**TASK PROMPT**
Using the data below, repeat all of it precisely.

>> Begin RECORD SET

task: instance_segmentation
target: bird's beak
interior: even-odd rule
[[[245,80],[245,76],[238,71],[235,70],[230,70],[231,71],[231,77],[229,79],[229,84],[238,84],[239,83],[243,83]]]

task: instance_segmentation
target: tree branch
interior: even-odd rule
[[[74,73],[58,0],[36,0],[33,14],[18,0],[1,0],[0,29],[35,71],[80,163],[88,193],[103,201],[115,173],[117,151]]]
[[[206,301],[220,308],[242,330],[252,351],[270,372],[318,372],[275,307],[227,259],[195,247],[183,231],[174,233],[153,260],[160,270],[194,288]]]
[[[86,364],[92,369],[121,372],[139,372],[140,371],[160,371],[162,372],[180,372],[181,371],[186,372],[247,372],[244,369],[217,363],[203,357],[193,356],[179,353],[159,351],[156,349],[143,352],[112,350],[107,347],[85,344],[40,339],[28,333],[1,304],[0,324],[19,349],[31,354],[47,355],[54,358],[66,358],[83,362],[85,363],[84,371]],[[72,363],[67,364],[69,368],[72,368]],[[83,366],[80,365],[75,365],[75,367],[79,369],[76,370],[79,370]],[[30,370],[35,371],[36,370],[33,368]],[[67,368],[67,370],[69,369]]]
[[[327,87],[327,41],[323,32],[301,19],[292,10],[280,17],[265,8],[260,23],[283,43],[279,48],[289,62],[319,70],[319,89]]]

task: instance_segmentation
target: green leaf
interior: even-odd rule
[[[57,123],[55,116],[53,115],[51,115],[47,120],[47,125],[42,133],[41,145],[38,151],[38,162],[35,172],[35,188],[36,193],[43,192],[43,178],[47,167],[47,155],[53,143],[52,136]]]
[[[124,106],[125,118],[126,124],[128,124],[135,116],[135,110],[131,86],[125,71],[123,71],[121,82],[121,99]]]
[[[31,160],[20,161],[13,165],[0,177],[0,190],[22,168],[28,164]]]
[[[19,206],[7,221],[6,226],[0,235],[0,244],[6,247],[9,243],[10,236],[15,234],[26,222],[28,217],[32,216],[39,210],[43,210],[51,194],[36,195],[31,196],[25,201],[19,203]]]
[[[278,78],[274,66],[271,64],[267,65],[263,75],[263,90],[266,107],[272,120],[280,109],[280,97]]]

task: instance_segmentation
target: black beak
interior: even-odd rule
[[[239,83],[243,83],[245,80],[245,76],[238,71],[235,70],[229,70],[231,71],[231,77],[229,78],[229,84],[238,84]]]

>> End RECORD SET

**REPLY TO THE EXERCISE**
task: instance_segmentation
target: bird's beak
interior: even-odd rule
[[[245,80],[245,76],[238,71],[235,70],[230,70],[231,71],[231,77],[229,79],[229,84],[238,84],[239,83],[243,83]]]

task: instance_segmentation
target: tree branch
interior: even-odd rule
[[[74,73],[58,0],[36,0],[33,14],[18,0],[1,0],[0,29],[35,71],[80,163],[88,193],[103,201],[115,173],[117,151]]]
[[[206,301],[220,308],[242,330],[252,351],[270,372],[318,372],[275,307],[227,259],[195,247],[183,231],[174,233],[153,260],[160,270],[194,288]]]
[[[86,364],[92,369],[121,372],[139,372],[140,371],[160,371],[162,372],[180,372],[181,371],[186,372],[247,372],[244,369],[217,363],[203,357],[193,356],[179,353],[159,351],[156,349],[143,352],[112,350],[107,347],[85,344],[40,339],[28,333],[1,304],[0,324],[19,349],[31,354],[47,355],[54,358],[66,358],[83,362],[85,363],[84,371]],[[72,363],[67,364],[69,368],[72,368]],[[83,366],[80,365],[75,365],[75,367],[79,369],[76,370],[79,370]],[[30,370],[35,371],[36,370],[33,368]],[[67,368],[67,370],[69,369]]]
[[[327,87],[327,41],[323,32],[301,19],[292,10],[280,17],[265,8],[260,23],[283,43],[279,48],[289,62],[319,70],[319,89]]]

task: instance_segmentation
target: green leaf
interior: even-odd rule
[[[57,123],[55,116],[53,115],[51,115],[47,120],[47,125],[42,133],[41,145],[38,151],[38,162],[35,172],[35,188],[36,193],[43,192],[43,178],[47,167],[47,155],[53,143],[52,136]]]
[[[124,106],[125,118],[126,124],[128,124],[135,116],[135,110],[131,86],[125,71],[123,71],[121,82],[121,99]]]
[[[31,160],[20,161],[13,165],[0,177],[0,190],[22,168],[28,164]]]
[[[19,206],[7,221],[6,226],[0,235],[0,244],[6,247],[9,243],[10,236],[15,234],[26,222],[28,217],[32,216],[39,210],[43,210],[51,194],[36,195],[31,196],[25,201],[19,203]]]
[[[278,78],[274,66],[271,64],[267,65],[263,75],[263,90],[266,107],[272,120],[280,109],[280,97]]]

task: instance_segmentation
target: black beak
interior: even-odd rule
[[[239,83],[243,83],[245,80],[245,76],[238,71],[235,70],[229,70],[231,71],[231,77],[229,78],[229,84],[238,84]]]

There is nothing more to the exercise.